What needs to be done —
Would you restate every entry that follows, word for word, and leave out the pictures?

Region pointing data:
- Opening Delimiter -

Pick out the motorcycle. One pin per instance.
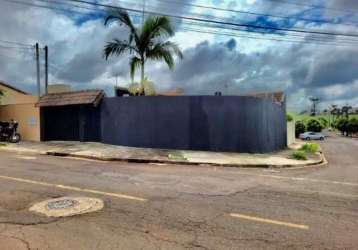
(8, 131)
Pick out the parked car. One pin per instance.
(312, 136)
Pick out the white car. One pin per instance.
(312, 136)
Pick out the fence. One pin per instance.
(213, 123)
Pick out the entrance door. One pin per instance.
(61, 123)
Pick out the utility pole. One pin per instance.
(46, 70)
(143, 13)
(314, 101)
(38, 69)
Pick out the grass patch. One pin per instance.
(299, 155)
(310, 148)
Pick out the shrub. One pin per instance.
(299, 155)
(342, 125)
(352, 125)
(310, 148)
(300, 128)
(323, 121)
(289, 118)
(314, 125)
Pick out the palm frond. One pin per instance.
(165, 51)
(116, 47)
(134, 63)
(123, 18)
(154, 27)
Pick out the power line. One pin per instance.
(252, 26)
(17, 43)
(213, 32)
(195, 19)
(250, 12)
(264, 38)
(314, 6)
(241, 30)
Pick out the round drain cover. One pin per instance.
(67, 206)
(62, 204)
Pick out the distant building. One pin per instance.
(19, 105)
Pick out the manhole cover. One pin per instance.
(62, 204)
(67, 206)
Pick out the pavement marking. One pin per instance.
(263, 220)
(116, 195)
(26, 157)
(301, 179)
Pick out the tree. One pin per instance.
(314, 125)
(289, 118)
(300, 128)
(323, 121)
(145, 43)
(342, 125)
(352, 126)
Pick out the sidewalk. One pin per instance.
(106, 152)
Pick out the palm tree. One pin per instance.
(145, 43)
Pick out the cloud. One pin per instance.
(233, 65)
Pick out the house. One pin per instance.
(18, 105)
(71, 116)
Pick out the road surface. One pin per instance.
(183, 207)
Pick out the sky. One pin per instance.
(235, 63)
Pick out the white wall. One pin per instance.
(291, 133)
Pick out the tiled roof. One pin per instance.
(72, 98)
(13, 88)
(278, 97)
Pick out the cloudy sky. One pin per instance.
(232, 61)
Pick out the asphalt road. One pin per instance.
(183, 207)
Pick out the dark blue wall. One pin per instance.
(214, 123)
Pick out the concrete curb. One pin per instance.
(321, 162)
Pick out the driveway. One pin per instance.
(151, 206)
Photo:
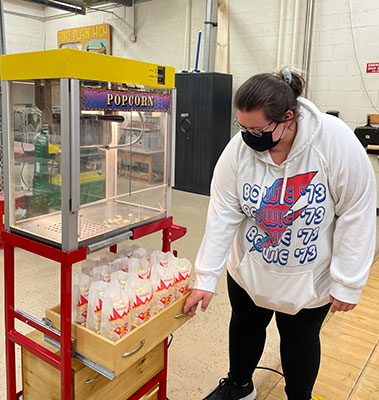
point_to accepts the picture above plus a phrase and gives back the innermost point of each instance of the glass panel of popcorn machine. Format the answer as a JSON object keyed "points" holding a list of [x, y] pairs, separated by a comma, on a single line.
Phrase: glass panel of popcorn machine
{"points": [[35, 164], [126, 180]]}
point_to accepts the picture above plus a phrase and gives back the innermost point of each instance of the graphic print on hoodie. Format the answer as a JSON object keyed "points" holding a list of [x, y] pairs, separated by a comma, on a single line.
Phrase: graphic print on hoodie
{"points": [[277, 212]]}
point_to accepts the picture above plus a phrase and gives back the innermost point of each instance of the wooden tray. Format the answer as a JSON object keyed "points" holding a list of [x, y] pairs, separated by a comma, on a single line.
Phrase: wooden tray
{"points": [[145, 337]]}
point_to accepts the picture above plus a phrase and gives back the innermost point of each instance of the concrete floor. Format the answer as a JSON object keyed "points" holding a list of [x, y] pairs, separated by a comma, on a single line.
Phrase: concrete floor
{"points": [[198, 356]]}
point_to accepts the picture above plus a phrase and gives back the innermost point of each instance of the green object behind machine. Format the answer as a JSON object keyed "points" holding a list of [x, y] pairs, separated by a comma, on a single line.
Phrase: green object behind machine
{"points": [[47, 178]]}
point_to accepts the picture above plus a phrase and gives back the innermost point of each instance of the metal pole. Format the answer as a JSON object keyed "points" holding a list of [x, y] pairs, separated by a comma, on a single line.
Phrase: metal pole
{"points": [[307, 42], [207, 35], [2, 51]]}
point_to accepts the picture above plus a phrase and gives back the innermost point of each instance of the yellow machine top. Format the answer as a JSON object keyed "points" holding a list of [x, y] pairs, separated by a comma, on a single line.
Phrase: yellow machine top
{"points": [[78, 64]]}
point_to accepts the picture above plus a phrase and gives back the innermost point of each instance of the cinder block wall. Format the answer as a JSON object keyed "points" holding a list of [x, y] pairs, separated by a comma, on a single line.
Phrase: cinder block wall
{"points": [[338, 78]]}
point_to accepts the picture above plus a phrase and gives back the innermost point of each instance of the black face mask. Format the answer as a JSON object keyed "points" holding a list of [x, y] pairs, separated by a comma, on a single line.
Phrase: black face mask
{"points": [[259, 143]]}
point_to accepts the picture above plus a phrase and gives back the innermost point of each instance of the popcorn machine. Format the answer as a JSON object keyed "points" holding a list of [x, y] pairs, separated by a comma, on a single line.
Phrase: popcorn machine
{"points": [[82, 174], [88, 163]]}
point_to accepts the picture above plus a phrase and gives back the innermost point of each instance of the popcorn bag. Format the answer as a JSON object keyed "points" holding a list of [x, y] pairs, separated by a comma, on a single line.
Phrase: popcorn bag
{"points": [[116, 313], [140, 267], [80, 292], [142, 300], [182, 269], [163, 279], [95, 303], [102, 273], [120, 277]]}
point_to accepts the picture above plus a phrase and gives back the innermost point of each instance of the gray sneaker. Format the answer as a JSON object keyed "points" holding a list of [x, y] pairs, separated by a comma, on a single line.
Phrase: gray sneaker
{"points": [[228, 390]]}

- Closing Delimiter -

Task response —
Pick out the motorcycle. One pin per instance.
(8, 131)
Pick out the parked car. One pin per instance.
(312, 136)
Pick out the white car. One pin per instance.
(312, 136)
Pick out the fence. One pin per instance.
(213, 123)
Pick out the entrance door. One pin per instance.
(61, 123)
Pick out the utility pole. One pin per instance.
(46, 70)
(143, 13)
(314, 101)
(38, 69)
Pick out the grass patch. One pin per instance.
(299, 155)
(310, 148)
Pick out the shrub. One pin per instance.
(299, 155)
(342, 125)
(352, 125)
(310, 148)
(300, 128)
(323, 121)
(289, 118)
(314, 125)
Pick out the palm frond. One pin per instance.
(165, 51)
(116, 47)
(134, 63)
(123, 18)
(154, 27)
Pick out the power line. One pin per instance.
(252, 26)
(17, 43)
(213, 32)
(195, 19)
(250, 12)
(264, 38)
(314, 6)
(241, 30)
Pick out the round drain cover. One pin per instance.
(67, 206)
(62, 204)
Pick out the distant building. One pin per instance.
(19, 105)
Pick out the manhole cover. One pin per instance.
(62, 204)
(67, 206)
Pick out the pavement marking. One pin per instance.
(263, 220)
(116, 195)
(26, 157)
(301, 179)
Pick out the tree. One pin per instance.
(314, 125)
(289, 118)
(300, 128)
(323, 121)
(145, 43)
(342, 125)
(352, 126)
Pick out the sidewalk. One pin per instance.
(106, 152)
Pick out the palm tree. One pin per instance.
(145, 43)
Pick out the cloud. One pin per instance.
(233, 65)
Pick out the house. One pin per instance.
(18, 105)
(71, 116)
Pick out the road surface. One pin per instance.
(183, 207)
Pick out the sky. One pin per instance.
(235, 63)
Pick out the white wall. One pin per instance.
(291, 133)
Pick out the tiled roof. One pin per instance.
(72, 98)
(13, 88)
(278, 97)
Pick out the cloudy sky. One pin per instance.
(232, 61)
Pick out the asphalt road. One pin per instance.
(183, 207)
Pick out the dark blue wall. One pin per instance.
(214, 123)
Pick out the concrete curb. One pin per instance.
(321, 162)
Pick out the driveway. One pin per instance.
(151, 206)
Photo:
point_to accepts the picture above plus a phrase and gives back the innermost point of each instance of the glass panel of popcorn machine. Format the answer as a JSON object keyed "points" holding a list of [x, y] pairs, separated by a comma, on a single line.
Phrase: glass panel of popcorn machine
{"points": [[35, 164], [126, 180]]}
point_to accepts the picture above plus a phrase and gives back the innermost point of each instance of the graphic print on hoodie. Format the answer as a JSON object keyed "points" holding a list of [x, y] pairs, separated by a comma, on a single line.
Phrase: graphic print on hoodie
{"points": [[277, 212]]}
point_to accepts the picture above plus a phrase and gives back the innermost point of each instance of the wooden tray. Format the answer as a JSON object keyed "points" holding a list of [x, y] pairs, separated by a comma, on a single line.
Phrase: wooden tray
{"points": [[145, 337]]}
point_to accepts the picture above plus a phrase and gives back the innermost point of each instance of the concrete floor. Format the answer as a JSON object keyed "points" holding a list of [x, y] pairs, separated by a comma, on a single line.
Phrase: concrete floor
{"points": [[198, 356]]}
point_to accepts the picture above plus a phrase and gives back the innermost point of each instance of the green object behind machine. Format the answer as a JSON object keyed "points" holding a list of [x, y] pairs, separated by a comma, on a single line.
Phrase: green object behind machine
{"points": [[47, 178]]}
point_to accepts the picture above plus a phrase and gives back the innermost point of each instance of the metal pole. Format the answer as a JSON object keyed "points" holding a list of [x, y] pairs, separated by a comma, on a single line.
Phrase: metal pole
{"points": [[307, 42], [207, 35], [2, 51]]}
point_to accepts the picture above plus a phrase and gives back the innermost point of each instance of the yellow machine top. Format the answer as a JSON object keyed "points" holding a list of [x, y] pairs, separated by a comma, on a single line.
Phrase: yellow machine top
{"points": [[78, 64]]}
point_to accepts the picture above plus a phrase and gives back the innermost point of each instance of the cinder block wall. Format the answer as a JSON object keyed "points" holding a list of [x, y] pairs, separated by a comma, on a single line.
Phrase: cinder block wall
{"points": [[338, 78]]}
point_to accepts the picture above plus a phrase and gives back the innermost point of each instance of the black face mask. Format the answer as a JSON object keyed "points" holding a list of [x, y] pairs, separated by a comma, on a single line.
Phrase: black face mask
{"points": [[259, 143]]}
point_to accepts the picture above plus a phrase and gives back the innermost point of each instance of the popcorn machine. Format the answer as a JSON object keyed "points" holding a list of [x, y] pairs, separated by a comma, on a single line.
Phrase: popcorn machine
{"points": [[82, 174], [88, 163]]}
point_to accepts the picture above plus a phrase and gives back the innermost point of each instance of the popcorn bag. Format the answer as a JSON object keyed "points" holding a list of [x, y] pairs, separated by a comma, on a single line.
Phrase: popcorn bag
{"points": [[116, 313], [140, 267], [80, 292], [142, 300], [182, 269], [163, 279], [95, 303], [102, 273], [120, 277]]}
point_to accepts the picture above plus a phrase and gives back the innermost point of each instance of the gray sneaker. Format the answer as a JSON object keyed "points" holding a list of [x, y] pairs, separated by a comma, on a single line.
Phrase: gray sneaker
{"points": [[228, 390]]}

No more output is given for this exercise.